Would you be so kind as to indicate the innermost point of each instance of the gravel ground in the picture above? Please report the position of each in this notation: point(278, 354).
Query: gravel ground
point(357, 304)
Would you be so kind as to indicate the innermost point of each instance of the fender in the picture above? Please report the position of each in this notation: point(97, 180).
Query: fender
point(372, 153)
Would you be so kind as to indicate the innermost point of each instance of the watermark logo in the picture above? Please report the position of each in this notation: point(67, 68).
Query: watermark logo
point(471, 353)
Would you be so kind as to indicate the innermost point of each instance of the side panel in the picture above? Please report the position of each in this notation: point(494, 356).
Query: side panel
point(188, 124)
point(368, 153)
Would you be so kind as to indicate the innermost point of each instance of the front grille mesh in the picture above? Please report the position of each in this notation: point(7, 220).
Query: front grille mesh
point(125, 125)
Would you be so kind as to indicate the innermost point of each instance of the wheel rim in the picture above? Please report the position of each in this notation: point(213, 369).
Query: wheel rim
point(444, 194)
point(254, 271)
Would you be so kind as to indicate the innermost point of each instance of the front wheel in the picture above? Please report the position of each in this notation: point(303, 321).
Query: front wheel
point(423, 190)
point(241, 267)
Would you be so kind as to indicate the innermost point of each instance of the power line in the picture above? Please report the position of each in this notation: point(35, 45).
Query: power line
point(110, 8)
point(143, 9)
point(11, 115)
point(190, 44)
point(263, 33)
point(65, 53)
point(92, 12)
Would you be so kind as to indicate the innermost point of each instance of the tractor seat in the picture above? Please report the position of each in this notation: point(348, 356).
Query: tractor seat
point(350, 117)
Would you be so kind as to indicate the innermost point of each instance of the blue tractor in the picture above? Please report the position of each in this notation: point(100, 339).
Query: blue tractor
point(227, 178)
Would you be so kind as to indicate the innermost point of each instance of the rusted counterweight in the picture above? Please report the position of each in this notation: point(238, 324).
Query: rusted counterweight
=====
What is being asked
From the line that contains "Query: tractor seat" to the last line of the material above, repeat every line exactly, keeping both the first and the last.

Exercise solution
Query: tractor seat
point(350, 117)
Would you be so kind as to indicate the innermost point of each instance of the blue tractor in the picture above? Please report the position of each in this notation: point(100, 339).
Query: blue tractor
point(227, 178)
Would you be so kind as to indicate the innermost point of each instance of the rusted counterweight in the picture above? Please report the position of each in this notation: point(238, 324).
Query: rusted counterweight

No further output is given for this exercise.